--- What to do ---
Reproduce word for word the lines of the data below, starting at the line that contains "Where can the parked" and ending at the line that contains "<point>283,198</point>", with both of those lines included. Write out no other lines.

--- Extracted records ---
....
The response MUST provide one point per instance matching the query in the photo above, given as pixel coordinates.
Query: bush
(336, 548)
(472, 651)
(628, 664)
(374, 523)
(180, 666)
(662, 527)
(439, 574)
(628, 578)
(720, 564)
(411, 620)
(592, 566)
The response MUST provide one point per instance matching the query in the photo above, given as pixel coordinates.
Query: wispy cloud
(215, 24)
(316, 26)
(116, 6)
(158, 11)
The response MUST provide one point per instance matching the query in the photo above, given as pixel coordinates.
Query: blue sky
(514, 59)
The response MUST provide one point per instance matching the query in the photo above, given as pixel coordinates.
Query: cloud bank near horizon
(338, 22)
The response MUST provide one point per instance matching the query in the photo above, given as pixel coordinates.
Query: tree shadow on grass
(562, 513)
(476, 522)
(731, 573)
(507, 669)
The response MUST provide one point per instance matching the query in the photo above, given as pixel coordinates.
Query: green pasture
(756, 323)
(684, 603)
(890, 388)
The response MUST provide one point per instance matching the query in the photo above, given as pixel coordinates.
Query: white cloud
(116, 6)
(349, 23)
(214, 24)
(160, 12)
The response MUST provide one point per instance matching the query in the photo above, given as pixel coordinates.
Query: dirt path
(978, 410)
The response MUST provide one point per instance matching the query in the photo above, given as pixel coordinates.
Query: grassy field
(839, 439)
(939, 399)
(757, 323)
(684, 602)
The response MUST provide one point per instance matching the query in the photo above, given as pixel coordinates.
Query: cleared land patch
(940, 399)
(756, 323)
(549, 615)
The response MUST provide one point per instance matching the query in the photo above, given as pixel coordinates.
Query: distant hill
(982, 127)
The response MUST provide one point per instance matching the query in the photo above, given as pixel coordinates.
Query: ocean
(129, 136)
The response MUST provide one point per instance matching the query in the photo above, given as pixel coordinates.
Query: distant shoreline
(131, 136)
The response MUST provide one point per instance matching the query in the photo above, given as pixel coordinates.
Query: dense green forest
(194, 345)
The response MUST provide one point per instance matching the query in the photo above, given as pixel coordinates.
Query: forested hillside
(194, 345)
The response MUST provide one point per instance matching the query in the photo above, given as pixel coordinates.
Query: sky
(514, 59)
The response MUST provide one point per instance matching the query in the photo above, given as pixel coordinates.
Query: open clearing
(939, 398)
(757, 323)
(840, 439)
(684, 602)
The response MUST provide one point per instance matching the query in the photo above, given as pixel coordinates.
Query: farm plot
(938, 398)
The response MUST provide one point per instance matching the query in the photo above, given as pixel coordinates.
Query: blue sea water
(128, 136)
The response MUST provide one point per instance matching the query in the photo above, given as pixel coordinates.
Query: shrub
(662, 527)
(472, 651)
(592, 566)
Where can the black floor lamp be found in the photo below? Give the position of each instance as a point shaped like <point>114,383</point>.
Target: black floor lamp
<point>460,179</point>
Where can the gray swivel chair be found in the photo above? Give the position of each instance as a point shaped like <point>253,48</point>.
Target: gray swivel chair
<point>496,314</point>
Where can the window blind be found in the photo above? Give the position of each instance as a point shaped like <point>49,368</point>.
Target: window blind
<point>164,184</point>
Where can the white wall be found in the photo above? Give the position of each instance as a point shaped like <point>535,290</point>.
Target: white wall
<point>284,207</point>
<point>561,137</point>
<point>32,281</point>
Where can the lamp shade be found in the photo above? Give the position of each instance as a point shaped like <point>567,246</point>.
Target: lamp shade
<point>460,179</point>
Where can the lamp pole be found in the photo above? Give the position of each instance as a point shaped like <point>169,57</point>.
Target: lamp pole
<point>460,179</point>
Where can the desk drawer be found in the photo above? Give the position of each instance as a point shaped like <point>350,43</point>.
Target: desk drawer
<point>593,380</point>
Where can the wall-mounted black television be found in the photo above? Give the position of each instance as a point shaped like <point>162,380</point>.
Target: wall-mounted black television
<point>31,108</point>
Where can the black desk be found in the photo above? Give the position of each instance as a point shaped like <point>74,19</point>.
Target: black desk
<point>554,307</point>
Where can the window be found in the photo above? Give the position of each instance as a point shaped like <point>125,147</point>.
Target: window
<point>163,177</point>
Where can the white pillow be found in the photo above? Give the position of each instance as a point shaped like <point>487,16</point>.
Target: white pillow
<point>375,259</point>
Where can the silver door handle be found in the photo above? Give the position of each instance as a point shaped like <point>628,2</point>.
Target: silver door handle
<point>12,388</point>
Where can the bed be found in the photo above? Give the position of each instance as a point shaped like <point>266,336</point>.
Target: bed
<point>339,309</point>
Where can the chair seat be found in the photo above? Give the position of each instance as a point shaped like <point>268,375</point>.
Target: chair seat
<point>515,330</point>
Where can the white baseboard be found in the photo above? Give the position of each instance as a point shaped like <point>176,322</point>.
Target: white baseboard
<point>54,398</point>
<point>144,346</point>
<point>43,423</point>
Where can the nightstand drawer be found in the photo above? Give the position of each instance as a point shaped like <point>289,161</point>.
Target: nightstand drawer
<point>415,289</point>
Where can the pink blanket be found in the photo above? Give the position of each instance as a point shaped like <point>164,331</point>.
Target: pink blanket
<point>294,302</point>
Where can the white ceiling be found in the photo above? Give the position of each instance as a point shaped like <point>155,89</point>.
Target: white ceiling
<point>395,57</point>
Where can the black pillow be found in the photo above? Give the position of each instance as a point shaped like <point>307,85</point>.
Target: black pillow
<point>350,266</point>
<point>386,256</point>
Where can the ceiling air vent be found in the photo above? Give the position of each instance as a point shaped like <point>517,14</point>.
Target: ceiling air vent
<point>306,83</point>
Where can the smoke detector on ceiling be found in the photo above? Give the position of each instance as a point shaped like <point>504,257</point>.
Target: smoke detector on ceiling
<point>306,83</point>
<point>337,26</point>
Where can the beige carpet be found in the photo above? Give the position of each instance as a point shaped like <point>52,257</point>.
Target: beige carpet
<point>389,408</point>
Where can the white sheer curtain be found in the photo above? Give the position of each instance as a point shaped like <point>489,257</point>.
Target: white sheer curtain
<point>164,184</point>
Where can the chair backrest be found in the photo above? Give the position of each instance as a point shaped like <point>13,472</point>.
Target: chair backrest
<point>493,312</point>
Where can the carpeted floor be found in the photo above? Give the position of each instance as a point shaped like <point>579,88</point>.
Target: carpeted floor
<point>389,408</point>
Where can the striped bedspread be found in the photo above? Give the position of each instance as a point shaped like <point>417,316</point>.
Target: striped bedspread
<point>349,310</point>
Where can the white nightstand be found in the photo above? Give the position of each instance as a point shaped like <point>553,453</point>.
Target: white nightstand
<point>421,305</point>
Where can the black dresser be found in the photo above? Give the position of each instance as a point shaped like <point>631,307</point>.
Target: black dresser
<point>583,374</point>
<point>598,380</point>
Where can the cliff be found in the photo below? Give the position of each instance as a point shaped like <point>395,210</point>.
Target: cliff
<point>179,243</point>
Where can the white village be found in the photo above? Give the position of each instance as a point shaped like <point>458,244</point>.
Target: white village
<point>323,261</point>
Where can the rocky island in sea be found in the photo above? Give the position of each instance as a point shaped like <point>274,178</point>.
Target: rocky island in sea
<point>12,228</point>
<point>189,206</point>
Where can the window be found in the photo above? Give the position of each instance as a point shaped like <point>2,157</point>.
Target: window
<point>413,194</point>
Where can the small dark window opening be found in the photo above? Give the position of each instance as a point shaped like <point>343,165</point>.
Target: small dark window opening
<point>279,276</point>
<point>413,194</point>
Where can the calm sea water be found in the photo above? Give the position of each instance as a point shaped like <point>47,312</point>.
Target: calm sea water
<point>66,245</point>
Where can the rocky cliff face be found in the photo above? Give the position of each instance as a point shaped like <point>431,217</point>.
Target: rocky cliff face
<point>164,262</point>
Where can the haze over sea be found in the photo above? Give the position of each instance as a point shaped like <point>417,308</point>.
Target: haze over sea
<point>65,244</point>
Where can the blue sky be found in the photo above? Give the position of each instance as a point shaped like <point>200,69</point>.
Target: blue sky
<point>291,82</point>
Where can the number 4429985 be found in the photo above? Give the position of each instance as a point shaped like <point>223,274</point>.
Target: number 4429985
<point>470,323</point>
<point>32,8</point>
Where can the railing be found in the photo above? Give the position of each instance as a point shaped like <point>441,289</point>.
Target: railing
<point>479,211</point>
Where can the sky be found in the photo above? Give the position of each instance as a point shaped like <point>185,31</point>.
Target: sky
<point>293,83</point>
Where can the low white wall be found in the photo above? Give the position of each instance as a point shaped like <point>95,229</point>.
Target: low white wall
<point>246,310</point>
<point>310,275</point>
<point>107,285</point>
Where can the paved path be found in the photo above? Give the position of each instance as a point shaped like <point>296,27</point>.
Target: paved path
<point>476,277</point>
....
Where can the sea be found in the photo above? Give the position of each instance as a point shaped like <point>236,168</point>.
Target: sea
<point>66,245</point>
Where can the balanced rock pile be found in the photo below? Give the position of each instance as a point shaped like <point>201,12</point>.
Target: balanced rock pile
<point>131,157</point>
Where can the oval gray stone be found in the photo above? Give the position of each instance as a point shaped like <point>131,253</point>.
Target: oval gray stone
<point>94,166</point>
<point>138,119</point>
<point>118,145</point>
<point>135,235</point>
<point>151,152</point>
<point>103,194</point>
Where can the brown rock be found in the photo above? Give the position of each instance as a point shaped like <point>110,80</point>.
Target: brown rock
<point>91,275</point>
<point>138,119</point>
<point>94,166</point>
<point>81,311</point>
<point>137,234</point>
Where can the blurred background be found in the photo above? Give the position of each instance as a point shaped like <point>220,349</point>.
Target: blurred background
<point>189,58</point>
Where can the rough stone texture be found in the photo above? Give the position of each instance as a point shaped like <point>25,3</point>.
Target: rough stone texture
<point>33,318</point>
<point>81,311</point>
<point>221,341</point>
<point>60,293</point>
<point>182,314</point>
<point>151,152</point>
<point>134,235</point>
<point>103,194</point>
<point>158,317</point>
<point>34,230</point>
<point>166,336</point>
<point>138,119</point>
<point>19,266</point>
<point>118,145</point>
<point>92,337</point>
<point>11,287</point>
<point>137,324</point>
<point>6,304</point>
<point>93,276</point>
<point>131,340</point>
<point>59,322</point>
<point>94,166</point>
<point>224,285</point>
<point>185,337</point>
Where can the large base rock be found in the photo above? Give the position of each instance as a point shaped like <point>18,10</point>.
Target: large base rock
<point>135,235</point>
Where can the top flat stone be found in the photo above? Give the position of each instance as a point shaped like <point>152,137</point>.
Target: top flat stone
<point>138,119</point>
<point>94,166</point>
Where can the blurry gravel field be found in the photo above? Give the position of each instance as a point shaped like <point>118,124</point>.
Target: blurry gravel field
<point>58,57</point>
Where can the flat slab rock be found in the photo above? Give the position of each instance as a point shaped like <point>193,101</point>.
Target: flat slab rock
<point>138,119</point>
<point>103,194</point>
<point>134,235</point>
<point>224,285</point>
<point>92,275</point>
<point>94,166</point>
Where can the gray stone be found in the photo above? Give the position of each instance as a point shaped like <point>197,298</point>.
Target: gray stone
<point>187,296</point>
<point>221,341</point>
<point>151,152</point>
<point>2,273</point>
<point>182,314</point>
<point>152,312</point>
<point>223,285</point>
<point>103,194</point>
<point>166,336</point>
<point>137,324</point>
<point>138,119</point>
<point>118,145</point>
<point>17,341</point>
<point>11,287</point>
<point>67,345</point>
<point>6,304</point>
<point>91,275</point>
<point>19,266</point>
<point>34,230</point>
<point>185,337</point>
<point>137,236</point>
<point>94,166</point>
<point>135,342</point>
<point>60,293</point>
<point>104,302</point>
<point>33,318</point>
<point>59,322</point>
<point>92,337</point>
....
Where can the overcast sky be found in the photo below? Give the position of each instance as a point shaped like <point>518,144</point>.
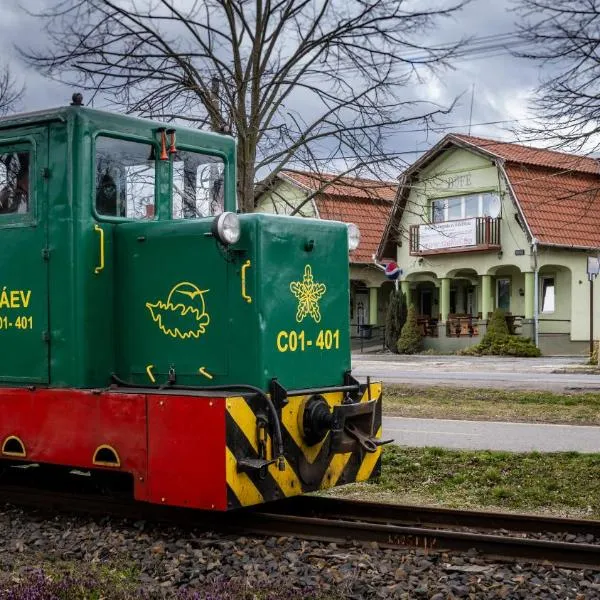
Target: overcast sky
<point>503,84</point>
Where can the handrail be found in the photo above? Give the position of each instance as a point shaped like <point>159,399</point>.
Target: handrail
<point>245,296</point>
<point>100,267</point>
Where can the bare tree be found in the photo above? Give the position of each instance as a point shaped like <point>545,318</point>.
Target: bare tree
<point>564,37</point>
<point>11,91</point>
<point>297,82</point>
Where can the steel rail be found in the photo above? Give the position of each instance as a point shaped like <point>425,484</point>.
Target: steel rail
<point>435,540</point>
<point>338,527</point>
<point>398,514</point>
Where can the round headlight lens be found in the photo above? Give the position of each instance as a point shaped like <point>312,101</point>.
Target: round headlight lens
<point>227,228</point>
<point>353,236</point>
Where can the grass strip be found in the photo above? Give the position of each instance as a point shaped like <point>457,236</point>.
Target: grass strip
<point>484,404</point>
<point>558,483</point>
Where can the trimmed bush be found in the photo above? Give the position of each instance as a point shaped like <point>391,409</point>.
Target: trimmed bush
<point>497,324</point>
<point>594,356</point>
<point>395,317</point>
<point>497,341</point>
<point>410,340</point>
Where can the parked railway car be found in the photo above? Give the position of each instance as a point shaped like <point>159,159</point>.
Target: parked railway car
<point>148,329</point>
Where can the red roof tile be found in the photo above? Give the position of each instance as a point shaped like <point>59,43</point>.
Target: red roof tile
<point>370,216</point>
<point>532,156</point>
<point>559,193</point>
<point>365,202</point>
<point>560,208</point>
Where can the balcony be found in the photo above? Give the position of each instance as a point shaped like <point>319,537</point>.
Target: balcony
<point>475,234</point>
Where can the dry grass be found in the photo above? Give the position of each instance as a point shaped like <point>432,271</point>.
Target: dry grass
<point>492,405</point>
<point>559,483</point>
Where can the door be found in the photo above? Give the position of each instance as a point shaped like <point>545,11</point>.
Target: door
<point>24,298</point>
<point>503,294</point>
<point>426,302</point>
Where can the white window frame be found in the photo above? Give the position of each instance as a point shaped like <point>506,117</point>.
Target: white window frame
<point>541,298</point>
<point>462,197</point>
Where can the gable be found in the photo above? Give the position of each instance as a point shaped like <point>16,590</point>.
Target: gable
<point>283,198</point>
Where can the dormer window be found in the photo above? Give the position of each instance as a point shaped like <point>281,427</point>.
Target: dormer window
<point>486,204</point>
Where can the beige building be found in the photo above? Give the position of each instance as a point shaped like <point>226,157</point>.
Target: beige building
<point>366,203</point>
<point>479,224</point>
....
--- Response to the task ---
Where can the parked railway car be found in the photo above? Give the position of each instance as a point shaped like <point>159,159</point>.
Target: parked railway car
<point>148,329</point>
Where can the red roof tile be found in the photo above? Give the position of each instance as a point shaped like <point>59,43</point>.
Target: red roof tile
<point>370,216</point>
<point>532,156</point>
<point>559,193</point>
<point>365,202</point>
<point>560,208</point>
Where can the balcony be found in the photo above? Give the position of each instance as a point shaped like <point>319,537</point>.
Target: balcony
<point>475,234</point>
Where can the dry grass be found in the photo above? Give the position of each instance as a point shaped like <point>432,271</point>.
Target: dry grass
<point>492,405</point>
<point>559,483</point>
Where can the door be found in the photo above? Give the position of each instance as a point shaped like <point>545,11</point>.
Target: door
<point>24,298</point>
<point>503,294</point>
<point>426,302</point>
Where can the white window frame be found in the photo above? Give the position of each instance as a point shaped like <point>506,117</point>.
Target: white window frame
<point>541,298</point>
<point>462,197</point>
Where can the gable be found in the photo above? Give the position of each instance as a point shaped like <point>16,590</point>.
Target: gable
<point>283,198</point>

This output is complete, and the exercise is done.